_Exercise requirements_:
Could you restate the entries below word for word and leave out the pictures?

[Point-per-instance localization data]
Start of Block
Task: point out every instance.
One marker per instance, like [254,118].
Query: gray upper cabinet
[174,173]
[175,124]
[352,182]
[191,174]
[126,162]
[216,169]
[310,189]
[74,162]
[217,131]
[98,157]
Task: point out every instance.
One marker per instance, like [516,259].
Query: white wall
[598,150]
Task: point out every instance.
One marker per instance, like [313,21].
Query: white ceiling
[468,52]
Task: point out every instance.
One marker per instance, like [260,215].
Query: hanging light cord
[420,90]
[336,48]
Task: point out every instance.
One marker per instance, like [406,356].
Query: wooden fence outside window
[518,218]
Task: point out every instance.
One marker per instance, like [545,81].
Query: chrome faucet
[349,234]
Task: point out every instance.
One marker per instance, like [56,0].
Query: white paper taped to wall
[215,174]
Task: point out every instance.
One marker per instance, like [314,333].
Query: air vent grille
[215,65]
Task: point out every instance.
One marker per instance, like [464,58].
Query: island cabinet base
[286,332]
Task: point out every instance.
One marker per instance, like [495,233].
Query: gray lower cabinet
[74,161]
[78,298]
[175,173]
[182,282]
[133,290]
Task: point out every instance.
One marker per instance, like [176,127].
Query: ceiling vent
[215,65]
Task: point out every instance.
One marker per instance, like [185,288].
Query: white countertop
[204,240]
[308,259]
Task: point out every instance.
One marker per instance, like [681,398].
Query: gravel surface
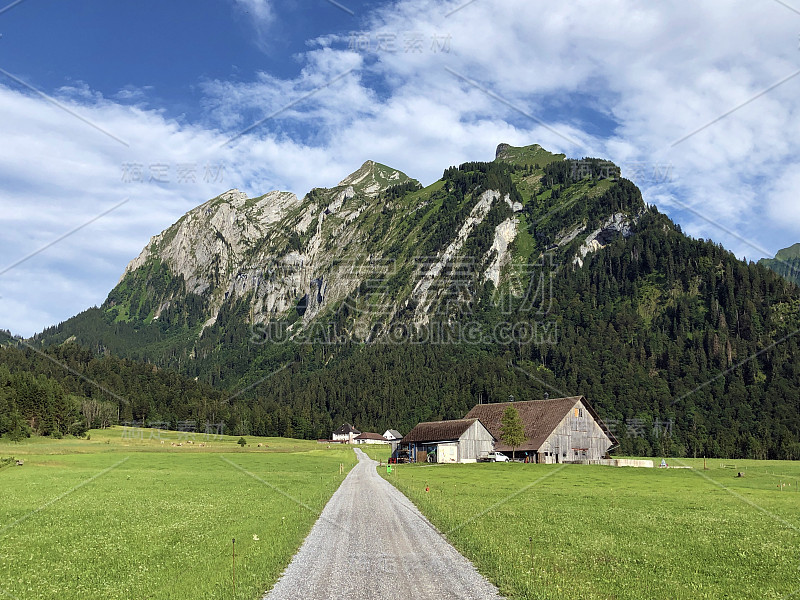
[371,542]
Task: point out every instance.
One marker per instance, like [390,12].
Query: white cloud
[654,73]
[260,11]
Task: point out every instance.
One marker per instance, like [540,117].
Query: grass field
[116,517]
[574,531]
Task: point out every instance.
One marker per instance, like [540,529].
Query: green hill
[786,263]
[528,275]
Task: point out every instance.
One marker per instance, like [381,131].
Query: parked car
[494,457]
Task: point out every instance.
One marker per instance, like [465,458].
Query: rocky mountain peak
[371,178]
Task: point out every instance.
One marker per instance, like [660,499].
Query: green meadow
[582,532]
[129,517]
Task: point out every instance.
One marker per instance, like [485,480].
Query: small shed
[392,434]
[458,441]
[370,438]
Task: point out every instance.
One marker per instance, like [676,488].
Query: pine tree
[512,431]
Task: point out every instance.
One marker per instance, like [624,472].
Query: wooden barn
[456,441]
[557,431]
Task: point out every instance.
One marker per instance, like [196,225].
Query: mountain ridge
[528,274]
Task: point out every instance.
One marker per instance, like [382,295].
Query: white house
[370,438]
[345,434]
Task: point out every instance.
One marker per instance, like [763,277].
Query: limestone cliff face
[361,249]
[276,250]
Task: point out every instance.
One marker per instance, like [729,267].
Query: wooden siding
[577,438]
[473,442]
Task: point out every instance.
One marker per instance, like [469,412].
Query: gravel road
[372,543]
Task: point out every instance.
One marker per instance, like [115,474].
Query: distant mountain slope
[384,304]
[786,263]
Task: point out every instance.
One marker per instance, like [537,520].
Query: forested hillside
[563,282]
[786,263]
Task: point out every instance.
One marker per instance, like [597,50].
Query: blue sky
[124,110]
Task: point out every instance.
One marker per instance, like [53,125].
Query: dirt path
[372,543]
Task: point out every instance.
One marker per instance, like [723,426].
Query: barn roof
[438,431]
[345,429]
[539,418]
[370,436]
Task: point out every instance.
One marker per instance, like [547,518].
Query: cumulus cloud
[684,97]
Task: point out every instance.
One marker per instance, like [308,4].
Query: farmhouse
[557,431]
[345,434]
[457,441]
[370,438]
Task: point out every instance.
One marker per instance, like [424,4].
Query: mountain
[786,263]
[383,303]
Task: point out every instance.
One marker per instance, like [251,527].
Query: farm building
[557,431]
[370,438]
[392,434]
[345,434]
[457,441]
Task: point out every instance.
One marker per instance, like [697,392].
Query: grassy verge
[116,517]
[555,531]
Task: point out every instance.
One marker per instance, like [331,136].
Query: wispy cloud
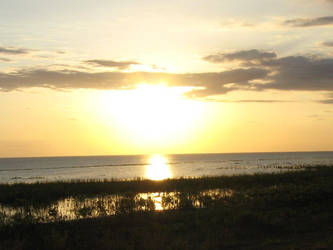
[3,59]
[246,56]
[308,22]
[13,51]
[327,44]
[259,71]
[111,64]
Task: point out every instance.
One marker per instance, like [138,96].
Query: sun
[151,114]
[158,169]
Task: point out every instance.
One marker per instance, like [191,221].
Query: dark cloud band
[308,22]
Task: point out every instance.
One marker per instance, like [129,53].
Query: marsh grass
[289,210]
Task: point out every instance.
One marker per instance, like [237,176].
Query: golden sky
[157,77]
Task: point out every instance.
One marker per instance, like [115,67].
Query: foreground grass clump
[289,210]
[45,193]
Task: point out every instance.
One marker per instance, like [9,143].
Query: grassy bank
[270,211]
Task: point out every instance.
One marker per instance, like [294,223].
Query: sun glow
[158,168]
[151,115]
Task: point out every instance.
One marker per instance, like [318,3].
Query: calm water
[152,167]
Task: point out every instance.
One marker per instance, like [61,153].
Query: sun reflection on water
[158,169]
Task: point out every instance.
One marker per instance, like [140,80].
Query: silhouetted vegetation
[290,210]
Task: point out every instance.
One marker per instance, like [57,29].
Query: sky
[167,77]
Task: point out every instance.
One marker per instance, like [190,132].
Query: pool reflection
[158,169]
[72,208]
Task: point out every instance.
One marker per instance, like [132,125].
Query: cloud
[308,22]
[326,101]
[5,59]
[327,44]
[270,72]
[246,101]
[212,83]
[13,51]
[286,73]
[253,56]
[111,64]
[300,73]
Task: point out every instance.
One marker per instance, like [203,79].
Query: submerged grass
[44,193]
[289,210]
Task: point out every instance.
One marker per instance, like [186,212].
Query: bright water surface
End of Block
_Response to this task_:
Task: point out every instance.
One marker per instance, like [254,118].
Query: gray upper cabinet
[174,173]
[175,124]
[352,182]
[191,174]
[126,162]
[216,169]
[310,189]
[74,162]
[217,131]
[98,157]
Task: point out every instance.
One marker per instance, like [516,259].
Query: white wall
[598,150]
Task: point out every instance.
One marker per instance, like [313,21].
Query: white ceiling
[468,52]
Task: point out every instance.
One marker per instance, like [260,215].
Query: hanging light cord
[420,90]
[336,48]
Task: point out every instance.
One marker per instance, like [406,356].
Query: wooden fence outside window
[518,218]
Task: point out every instance.
One marker per instance, like [545,81].
Query: chrome faucet
[349,234]
Task: point out every instance.
One marker per instance, like [56,0].
Query: white paper taped to wall
[215,174]
Task: point out every instance.
One marker per instance, like [314,333].
Query: air vent grille
[215,65]
Task: point out every instance.
One marker per instance, like [464,58].
Query: island cabinet base
[286,332]
Task: point out every instance.
One marker per instance, like [495,233].
Query: gray lower cabinet
[74,161]
[78,298]
[175,173]
[182,282]
[133,290]
Task: point out every instance.
One marker per instance, like [176,127].
Query: ceiling vent
[215,65]
Task: point out every instance.
One marker per instance, like [185,288].
Query: white countertop
[204,240]
[308,259]
Task: point out every instance.
One marker per instance, like [681,398].
Query: gravel surface
[371,542]
Task: point out every instance.
One marker per instance, like [390,12].
Query: white cloud
[654,73]
[260,11]
Task: point out every instance.
One marker per instance, like [540,117].
Query: grass field
[116,517]
[574,531]
Task: point out every instance.
One marker per instance, like [540,529].
Query: green hill
[786,263]
[528,275]
Task: point out every instance.
One marker per instance, like [381,131].
Query: parked car
[494,457]
Task: point out every instance.
One marker per instance, like [465,458].
Query: rocky mountain peak
[371,178]
Task: point out every instance.
One marker per instance, like [660,499].
Query: green meadow
[582,532]
[129,517]
Task: point out every instance.
One marker per instance, like [485,480].
Query: small shed
[392,434]
[458,441]
[370,438]
Task: point out every instance.
One marker per instance, like [676,488].
Query: pine tree
[512,431]
Task: point out every instance.
One marker per instance, like [624,472].
Query: wooden barn
[456,441]
[557,431]
Task: point out every instance.
One marker per instance, like [196,225].
Query: mountain ridge
[528,274]
Task: point out every instance.
One marker per instance, like [382,295].
Query: white house
[370,438]
[345,434]
Task: point out every instance.
One marker per instance, like [763,277].
Query: limestone cliff face
[361,249]
[276,250]
Task: point out every instance.
One marker per instance, like [729,267].
Query: wooden siding
[577,438]
[473,442]
Task: point out every instance.
One marker per instance, like [469,412].
Query: gravel road
[372,543]
Task: point out every instance.
One marker per instance, like [115,474].
Query: distant mountain slope
[384,304]
[786,263]
Task: point out every instance.
One marker per instance, like [537,520].
Query: forested hillside
[563,282]
[786,263]
Task: point out every instance.
One marker per instance, like [597,50].
Query: blue sky
[124,110]
Task: point out every instance.
One marker per instance, like [53,125].
Query: dirt path
[372,543]
Task: point out every instance.
One marker per instance, like [723,426].
Query: barn roof
[438,431]
[345,429]
[539,418]
[370,436]
Task: point out every instance.
One marker per instance, like [547,518].
Query: cumulus cloud
[684,97]
Task: point out every instance.
One marker per instance, like [308,4].
Query: farmhouse
[557,431]
[345,434]
[457,441]
[370,438]
Task: point out every instance.
One marker per instance, like [424,4].
Query: mountain
[786,263]
[383,303]
Task: point out every instance.
One marker per instance, like [251,527].
Query: farm building
[557,431]
[370,438]
[392,434]
[345,434]
[457,441]
Task: point out every instance.
One marker per instance, like [697,392].
Query: grassy verge
[116,517]
[555,531]
Task: point out every instance.
One marker per instance, like [331,136].
Query: wispy cloud
[3,59]
[246,56]
[308,22]
[13,51]
[327,44]
[259,71]
[111,64]
Task: point out every instance.
One marker per instance, like [138,96].
Query: sun
[151,114]
[158,169]
Task: point out every instance.
One marker per instance, like [191,221].
Query: dark cloud band
[308,22]
Task: point out every instance.
One marker per instance, like [129,53].
Query: marsh grass
[289,210]
Task: point out every instance.
One marker per instance, like [237,176].
Query: golden sky
[157,77]
Task: point out every instance.
One marker per instance, like [115,67].
Query: foreground grass clump
[289,210]
[45,193]
Task: point out every instance.
One marker per instance, like [9,143].
Query: grassy bank
[270,211]
Task: point out every instance.
One marker per instance, like [294,223].
Query: sun glow
[158,168]
[151,115]
Task: point out every instance.
One marker per instance, like [318,3].
Query: calm water
[152,167]
Task: point out every instance.
One marker per instance, like [61,153].
Query: sun reflection on water
[158,169]
Task: point out every instance.
One marker per instance, like [140,80].
Query: silhouetted vegetation
[290,210]
Task: point out every instance.
One marker per instance, like [57,29].
Query: sky
[167,77]
Task: point out every instance.
One marker per instance, like [190,132].
Query: pool reflection
[158,169]
[72,208]
Task: point out every instance.
One marker per instance, like [132,125].
Query: cloud
[308,22]
[326,101]
[5,59]
[327,44]
[270,72]
[246,101]
[212,83]
[13,51]
[286,73]
[253,56]
[111,64]
[300,73]
Task: point out every instance.
One marker per instance, like [203,79].
Query: submerged grass
[44,193]
[289,210]
Task: point out every instance.
One marker per instance, like [186,212].
Query: bright water surface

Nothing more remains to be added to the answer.